▸ Bijbehorende gegevens
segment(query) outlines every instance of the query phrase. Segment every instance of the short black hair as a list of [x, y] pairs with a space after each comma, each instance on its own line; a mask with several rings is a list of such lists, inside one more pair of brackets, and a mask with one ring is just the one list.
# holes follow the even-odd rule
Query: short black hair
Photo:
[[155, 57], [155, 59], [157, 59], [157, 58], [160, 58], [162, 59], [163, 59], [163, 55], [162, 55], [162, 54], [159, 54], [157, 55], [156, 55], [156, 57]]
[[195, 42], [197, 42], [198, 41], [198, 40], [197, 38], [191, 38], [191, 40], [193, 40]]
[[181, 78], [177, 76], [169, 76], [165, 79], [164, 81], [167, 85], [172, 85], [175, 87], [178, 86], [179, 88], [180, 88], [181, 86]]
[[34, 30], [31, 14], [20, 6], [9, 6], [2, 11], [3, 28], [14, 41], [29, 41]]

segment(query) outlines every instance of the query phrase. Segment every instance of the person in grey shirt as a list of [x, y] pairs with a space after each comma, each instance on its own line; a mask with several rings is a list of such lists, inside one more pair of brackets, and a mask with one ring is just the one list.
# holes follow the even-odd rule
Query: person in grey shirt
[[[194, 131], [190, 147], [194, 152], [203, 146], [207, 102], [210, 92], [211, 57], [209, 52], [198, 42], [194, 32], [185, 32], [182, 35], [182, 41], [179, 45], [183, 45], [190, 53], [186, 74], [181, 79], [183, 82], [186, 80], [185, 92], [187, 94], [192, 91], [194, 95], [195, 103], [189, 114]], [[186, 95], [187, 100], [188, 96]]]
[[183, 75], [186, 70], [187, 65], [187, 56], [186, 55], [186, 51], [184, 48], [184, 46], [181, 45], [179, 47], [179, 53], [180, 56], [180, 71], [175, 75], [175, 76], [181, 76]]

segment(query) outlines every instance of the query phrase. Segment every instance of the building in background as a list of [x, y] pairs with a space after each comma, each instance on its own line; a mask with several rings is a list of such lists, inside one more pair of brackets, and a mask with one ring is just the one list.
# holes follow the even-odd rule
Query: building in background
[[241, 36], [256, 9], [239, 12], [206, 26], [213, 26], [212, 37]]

▸ Doel opdracht
Zet alle items hierboven in een CSV met twee kolommen, tekst en antwoord, met één rij per item. Zet elk veld tussen aanhalingstekens en vervang regeleinden door spaties.

▸ Antwoord
tekst,antwoord
"segment(query) outlines every instance of the query phrase. Segment every instance of the short black hair as a list of [x, y] pairs with a space after each comma, each instance on its own line; a mask with several rings is a list of such lists, inside one more pair of brackets, and a mask with one ring is just the one list. # holes follow the even-odd rule Query: short black hair Photo:","[[155, 57], [155, 59], [157, 59], [157, 58], [160, 58], [162, 59], [163, 59], [163, 55], [162, 55], [162, 54], [159, 54], [157, 55], [156, 55], [156, 57]] [[195, 42], [197, 42], [198, 41], [198, 40], [197, 38], [191, 38], [191, 40], [193, 40]] [[181, 78], [177, 76], [169, 76], [165, 79], [164, 81], [167, 85], [172, 85], [175, 87], [178, 86], [179, 88], [180, 88], [181, 86]] [[34, 30], [31, 14], [20, 6], [9, 6], [2, 11], [3, 28], [14, 41], [29, 41]]"
"segment(query) outlines every instance of the query phrase. Segment every instance of the person in grey shirt as a list of [x, y] pairs with a space after each comma, each instance on its own line; a mask with several rings is a list of such lists, inside one more pair of brackets, and a mask with one ring is just the one list. # holes follow the even-odd rule Query: person in grey shirt","[[[194, 131], [190, 147], [194, 152], [203, 146], [207, 102], [210, 92], [211, 57], [209, 52], [198, 42], [194, 32], [185, 32], [182, 35], [182, 41], [179, 45], [183, 45], [190, 53], [186, 74], [181, 79], [183, 82], [186, 80], [185, 92], [187, 94], [192, 91], [194, 95], [195, 103], [189, 114]], [[186, 95], [187, 100], [188, 96]]] [[183, 75], [186, 70], [187, 65], [187, 56], [186, 55], [186, 51], [184, 48], [184, 46], [181, 45], [179, 47], [179, 53], [180, 56], [180, 71], [175, 75], [175, 76], [181, 76]]"
"segment(query) outlines every instance of the query phrase. Segment every instance of the building in background as a list of [x, y] pairs with a space after each comma, each instance on its own line; a mask with several rings is a list of such lists, inside one more pair of brackets, and a mask with one ring is just the one list. # holes follow the even-odd rule Query: building in background","[[241, 36], [256, 9], [239, 12], [206, 26], [213, 26], [212, 37]]"